▸ Stated goal:
Convert every line of the data below into a JSON list of strings, one string per line, and omit any blank lines.

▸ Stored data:
================================
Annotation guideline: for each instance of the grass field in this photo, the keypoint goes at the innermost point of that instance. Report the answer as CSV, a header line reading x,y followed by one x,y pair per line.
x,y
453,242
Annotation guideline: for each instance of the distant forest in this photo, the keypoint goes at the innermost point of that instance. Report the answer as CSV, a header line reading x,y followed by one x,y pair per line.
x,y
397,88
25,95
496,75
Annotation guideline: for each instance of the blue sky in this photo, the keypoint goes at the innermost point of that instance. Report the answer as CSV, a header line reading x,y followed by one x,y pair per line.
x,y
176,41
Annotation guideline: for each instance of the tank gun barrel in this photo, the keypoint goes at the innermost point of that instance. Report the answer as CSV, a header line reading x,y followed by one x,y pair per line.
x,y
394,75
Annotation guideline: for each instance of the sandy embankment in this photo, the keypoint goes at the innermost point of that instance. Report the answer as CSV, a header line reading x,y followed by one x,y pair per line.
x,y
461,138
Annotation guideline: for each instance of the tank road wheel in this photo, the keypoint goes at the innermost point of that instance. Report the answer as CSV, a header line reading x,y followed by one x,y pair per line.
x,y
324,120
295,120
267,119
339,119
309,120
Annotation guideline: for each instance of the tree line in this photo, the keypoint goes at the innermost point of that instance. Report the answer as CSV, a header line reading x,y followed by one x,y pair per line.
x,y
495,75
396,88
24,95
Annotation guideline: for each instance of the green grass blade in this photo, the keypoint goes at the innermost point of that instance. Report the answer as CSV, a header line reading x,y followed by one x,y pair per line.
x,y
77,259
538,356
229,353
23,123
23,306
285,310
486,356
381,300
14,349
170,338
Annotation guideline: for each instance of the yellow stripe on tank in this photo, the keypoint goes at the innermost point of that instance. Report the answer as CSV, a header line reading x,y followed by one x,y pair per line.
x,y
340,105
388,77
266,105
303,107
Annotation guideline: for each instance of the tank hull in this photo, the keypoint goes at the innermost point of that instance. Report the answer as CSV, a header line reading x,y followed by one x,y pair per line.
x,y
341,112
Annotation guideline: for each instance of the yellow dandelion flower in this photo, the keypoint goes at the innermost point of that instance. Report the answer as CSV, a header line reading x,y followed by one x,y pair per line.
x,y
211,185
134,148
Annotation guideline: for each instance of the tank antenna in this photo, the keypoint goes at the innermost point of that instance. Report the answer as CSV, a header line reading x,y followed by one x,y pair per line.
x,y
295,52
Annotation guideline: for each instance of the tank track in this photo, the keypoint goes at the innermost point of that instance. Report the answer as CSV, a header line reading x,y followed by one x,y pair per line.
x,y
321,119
================================
▸ Reply:
[
  "Annotation guideline: for each instance of the grass field in this photo, the keypoint goes at the innermost point of that instance. Report the answer as CSV, a header line reading x,y followed by one x,y pair per line.",
  "x,y",
  "453,242",
  "Annotation guideline: for each instance of the distant forest in this photo, the keypoint goes at the innermost point of that instance. Report the answer as CSV, a header line reading x,y followed by one x,y pair per line.",
  "x,y",
  "397,88",
  "25,95",
  "496,75",
  "Annotation guideline: for each instance of the blue sky in this photo, the keypoint goes at the innermost point of that instance. Report the answer as CSV, a header line reading x,y followed by one x,y pair per line.",
  "x,y",
  "176,41",
  "Annotation guideline: for each instance of the tank gun barrel in this photo, the keypoint goes at the innermost point of that instance. Report the answer as CSV, a header line reading x,y followed by one x,y pair per line.",
  "x,y",
  "394,75",
  "Annotation guideline: for each instance of the sandy embankment in this photo, the keypoint goes at the innermost point of that instance. Report the answer as CSV, a header line reading x,y followed by one x,y pair per line.",
  "x,y",
  "461,138",
  "Annotation guideline: for each instance of the tank road wheel in this photo, the keypoint goes at the innermost point of that instance. Report the answer as CSV, a header line reading x,y followed by one x,y pair per line.",
  "x,y",
  "324,120",
  "295,120",
  "267,119",
  "339,119",
  "309,120",
  "Annotation guideline: for each instance of the tree line in this photo, the keypoint goes at the innermost point of that instance. Report the answer as CSV, a header line reading x,y followed by one x,y pair per line.",
  "x,y",
  "495,75",
  "396,88",
  "24,95",
  "Annotation guideline: for each instance of the green grass blade in this photo, the keypoint goes at the innermost point of that instance. Report the answer as CSV, a header line reading x,y followed by one x,y pair per line.",
  "x,y",
  "77,259",
  "538,356",
  "229,353",
  "23,123",
  "23,306",
  "285,310",
  "486,356",
  "381,300",
  "14,349",
  "170,338",
  "Annotation guideline: for each instance of the yellow stripe on tank in this photo, the keypoint goes at the innermost point of that instance. Report the answer as CSV, a header line reading x,y followed by one x,y pair per line.",
  "x,y",
  "340,105",
  "388,77",
  "266,105",
  "303,107",
  "Annotation guideline: for each instance of the tank hull in this photo, the keypoint goes at the innermost point of that instance. Report the answer as CSV, a header line reading x,y followed by one x,y pair per line.",
  "x,y",
  "341,112",
  "Annotation guideline: for each instance of the yellow dandelion flower in this photo, the keypoint goes at the innermost point of that instance. Report the answer as CSV, a header line reading x,y followed by one x,y pair per line.",
  "x,y",
  "211,185",
  "134,148",
  "Annotation guideline: for each instance of the tank antenna in this photo, the keypoint goes at the innermost point of that instance. Report the answer as CSV, a header line reading x,y followed by one x,y pair per line.",
  "x,y",
  "295,52",
  "Annotation guideline: for each instance of the tank track in this photo, the keypoint goes at the innermost point of that instance. Report the answer as CSV, a header line reading x,y followed by one x,y pair per line.",
  "x,y",
  "321,119"
]